A block of data:

· · · ·

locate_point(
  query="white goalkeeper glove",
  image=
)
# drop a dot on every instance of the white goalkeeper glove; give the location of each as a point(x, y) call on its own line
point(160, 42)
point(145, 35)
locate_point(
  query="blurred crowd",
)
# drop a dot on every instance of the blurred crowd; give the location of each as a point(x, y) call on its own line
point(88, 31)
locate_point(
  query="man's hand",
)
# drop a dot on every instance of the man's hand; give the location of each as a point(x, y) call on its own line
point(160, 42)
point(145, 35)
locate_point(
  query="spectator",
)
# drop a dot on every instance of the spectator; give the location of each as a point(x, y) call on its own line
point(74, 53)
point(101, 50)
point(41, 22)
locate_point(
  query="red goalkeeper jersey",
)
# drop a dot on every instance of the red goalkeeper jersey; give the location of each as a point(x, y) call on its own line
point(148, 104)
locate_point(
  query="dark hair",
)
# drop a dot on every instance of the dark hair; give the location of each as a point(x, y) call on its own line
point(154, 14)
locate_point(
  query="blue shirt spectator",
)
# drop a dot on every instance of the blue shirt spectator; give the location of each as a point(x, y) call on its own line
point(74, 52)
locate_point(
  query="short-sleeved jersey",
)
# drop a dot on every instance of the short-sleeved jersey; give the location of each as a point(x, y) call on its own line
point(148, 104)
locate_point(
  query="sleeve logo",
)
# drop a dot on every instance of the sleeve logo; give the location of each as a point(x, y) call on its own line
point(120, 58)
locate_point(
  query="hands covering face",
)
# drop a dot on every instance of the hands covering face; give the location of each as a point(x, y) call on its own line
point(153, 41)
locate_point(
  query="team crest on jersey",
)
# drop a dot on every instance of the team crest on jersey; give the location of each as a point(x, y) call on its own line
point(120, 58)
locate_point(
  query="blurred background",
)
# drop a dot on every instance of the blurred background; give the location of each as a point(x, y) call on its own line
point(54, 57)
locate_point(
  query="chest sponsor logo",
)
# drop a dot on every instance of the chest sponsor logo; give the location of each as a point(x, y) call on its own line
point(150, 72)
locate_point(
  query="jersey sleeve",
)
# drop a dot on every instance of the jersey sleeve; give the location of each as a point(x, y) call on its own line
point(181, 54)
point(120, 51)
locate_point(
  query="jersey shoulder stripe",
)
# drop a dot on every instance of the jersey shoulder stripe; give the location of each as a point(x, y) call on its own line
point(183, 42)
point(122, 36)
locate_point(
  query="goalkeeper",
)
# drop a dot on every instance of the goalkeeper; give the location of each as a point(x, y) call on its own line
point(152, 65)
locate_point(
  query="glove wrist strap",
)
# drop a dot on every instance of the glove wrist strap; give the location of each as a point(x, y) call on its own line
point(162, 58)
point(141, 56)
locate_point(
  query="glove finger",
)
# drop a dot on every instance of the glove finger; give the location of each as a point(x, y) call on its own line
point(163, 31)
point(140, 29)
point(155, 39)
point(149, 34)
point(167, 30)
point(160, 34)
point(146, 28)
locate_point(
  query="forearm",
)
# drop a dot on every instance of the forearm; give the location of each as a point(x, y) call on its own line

· · · ·

TASK: From the records above, extract each line exactly as shown.

WORKED ANSWER:
locate_point(
  query="white goalkeeper glove",
  image=
)
# drop a dot on every instance of the white goalkeeper glove; give the location of each as a point(x, y) call on its own line
point(160, 42)
point(145, 35)
locate_point(
  query="blurred crowd",
)
# drop a dot on every instance of the blurred crowd; give the location of each as a point(x, y) call on its own line
point(88, 31)
locate_point(
  query="man's hand",
)
# drop a dot on every instance of the man's hand; give the location of each as a point(x, y) call on its own line
point(160, 42)
point(145, 35)
locate_point(
  query="spectator",
)
# drop a dot on every instance of the spectator; give the location of each as a point(x, y) call on its own line
point(74, 53)
point(101, 50)
point(41, 22)
locate_point(
  query="red goalkeeper jersey",
)
# drop a dot on every instance of the red goalkeeper jersey; give the location of each as a point(x, y) call on its own line
point(148, 104)
locate_point(
  query="dark hair",
)
# drop a dot on every instance of the dark hair; give the location of each as a point(x, y) call on its own line
point(154, 14)
locate_point(
  query="blue shirt spectator",
)
# drop a dot on every instance of the blue shirt spectator; give the location of each as a point(x, y) call on its own line
point(74, 52)
locate_point(
  query="short-sleeved jersey",
)
# drop a dot on every instance of the short-sleeved jersey; give the location of each as a point(x, y) call on its own line
point(148, 104)
locate_point(
  query="sleeve logo",
)
# drop a dot on every instance of the sleeve logo; give the location of each as a point(x, y) call on its own line
point(120, 58)
locate_point(
  query="hands covering face",
)
# drop a dot on every instance of the hands covering face; give the location of each as a point(x, y) call on its own line
point(153, 41)
locate_point(
  query="team crest on jersey",
)
# drop a dot on every instance of the team crest on jersey; give the location of each as a point(x, y) call on its own line
point(120, 58)
locate_point(
  query="blurred background",
)
# drop a dot on every instance of the blurred background; give the location of each as a point(x, y) call on its own line
point(54, 57)
locate_point(
  query="chest sponsor logo",
)
# drop a dot on every instance of the chest sponsor logo; give the location of each as a point(x, y) call on its own line
point(150, 72)
locate_point(
  query="jersey sleeve",
)
# drop a dot on every instance of the jersey sleeve; give the location of each as a point(x, y) call on its own line
point(181, 54)
point(120, 51)
locate_point(
  query="jersey shoulder stripe",
)
# drop a dot on every instance of the jersey shoulder stripe; give the location of each as a point(x, y) call on its own line
point(183, 42)
point(122, 36)
locate_point(
  query="goalkeeper",
)
# drop a dot on every instance of the goalkeeper; give the location of each as a point(x, y) call on its own line
point(152, 65)
locate_point(
  query="glove wrist strap",
)
# drop a dot on every instance of the glove wrist strap; give the location of each as a point(x, y) call on its own line
point(162, 58)
point(141, 56)
locate_point(
  query="glove finger",
)
# drop a dot on every instance of the glove finger; give the location of each as a point(x, y) call on its own line
point(163, 31)
point(140, 29)
point(155, 39)
point(149, 34)
point(167, 30)
point(160, 34)
point(146, 28)
locate_point(
  query="forearm",
)
# drop a dot on every instance of the forearm; give the location of each as a point(x, y) call on its own line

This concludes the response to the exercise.